▸ TASK REQUIREMENTS
1. List the resources named in the article on Auto ML implementation challenges as the ones given which Auto ML lets a scientist get the best model.
2. Continue the article on Auto ML implementation challenges from the point where it stops.

▸ QUOTED TEXT
The 5 challenges of an Auto ML implementation

Multiple auto-ml solutions are gaining traction in the open source community, their implementation at scale raises a few challenges

6 min

Apr 25, 2019 from Nicolas Narbais

machine learning paths
auto ml machine learning pipeline

By overcoming the complexity of machine learning models and (even more) deep learning models which are literally full of hyperparameters, Auto ML (automated machine learning) theories are gaining popularity. Indeed, the traditional way of developing a machine learning model is time consuming, requires a lot of trial-and-error and a good knowledge of the domain. Auto ML simplifies the process of identifying the best hyperparameters by selecting a combination that will optimize the model training score. This will give every scientist and researcher a solution to get the best model given the available resources: compute, money, and time.

In short, here is a definition of Auto ML:

With some training data and an objective for the model, automated machine learning is the process of iterating through an exploration space to select the best model based on the training scores. The exploration space is composed of combination of algorithms, feature extraction, hyperparameters selection, etc.

As you may have noticed, generally, there is a large gap between theory and practice. A robust implementation of such Auto ML systems is consequently cumbersome and require overcoming a few challenges.

In this article, we will explore some of the challenges of an Auto ML implementation and provide a solution that could support a smooth implementation.

auto ml iteration model system

Parallelization and optimal resource utilization

At scale, you must be concerned by resource utilization since the bill can quickly go up whether you are on-prem with expensive GPUs or in the cloud. Fortunately, the main objective of Auto ML solutions is to identify the best set of hyperparameters for your model. It is consequently possible to select multiple sets of those parameters and train models in parallel and maximize utilization.

The theory seems simple but raises more technical challenges such as:

  • How to connect to all those machines? Do I need to contact IT and make a request?
  • How to move my local Jupyter script on all those machines?

▸ RECORDED DATA
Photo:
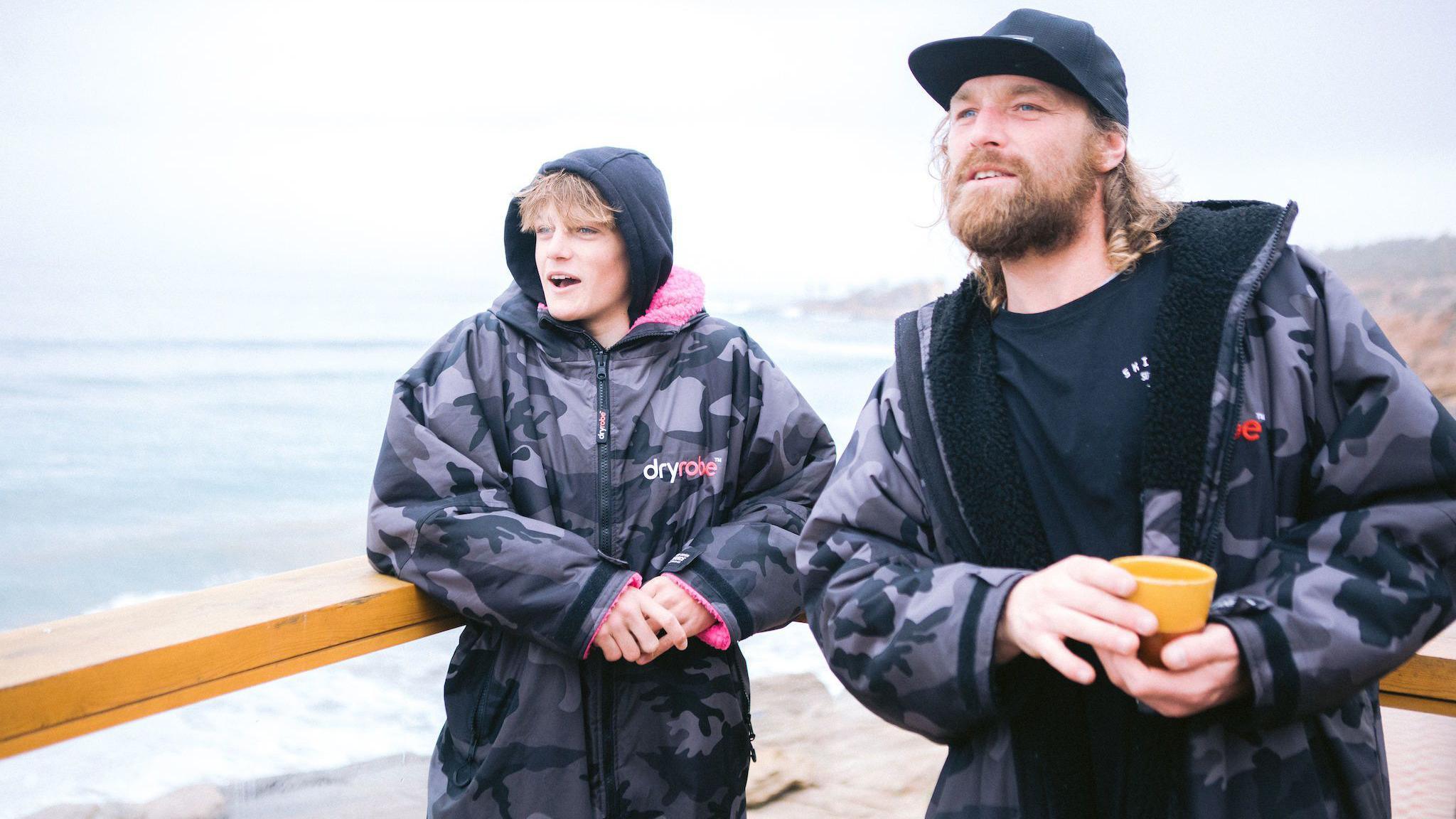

▸ OUTPUTS FOR THE TASKS
1. Compute, money, and time.

2.
  • How to quickly identify issues and manage errors?
  • How to quickly replicate my training process over multiple and heterogeneous infrastructures?

In addition, you would also need a solution that integrates as much as possible within the data scientist environment.

Our approach at Activeeon is to provide a complete scheduling solution with a workflow/pipeline system and a resource manager. With the MLOS solution, data scientists can quickly create structured workflows from Python SDKs, Jupyter Notebooks (through Proactive Kernel) or directly in a studio. This enables standardization of the script and ensure compatibility on any system. On another side, a resource manager would abstract away the resource and give data scientists access to compute. Indeed, IT departments could setup connection to on-prem resources, setup elastic cloud resources and more.

As a side note, a workflow system also enables standards in terms of structure and could benefit data scientists with reusable code or pipelines. For instance, some systems could be in place to stop model training when the loss value increases.

Result collection and analysis

Now that we went through the parallelization of training, the goal is to collect and visualize all the tests and their results. To be more precise, you have to collect the various combinations of algorithms and feature selections and associate the training scores.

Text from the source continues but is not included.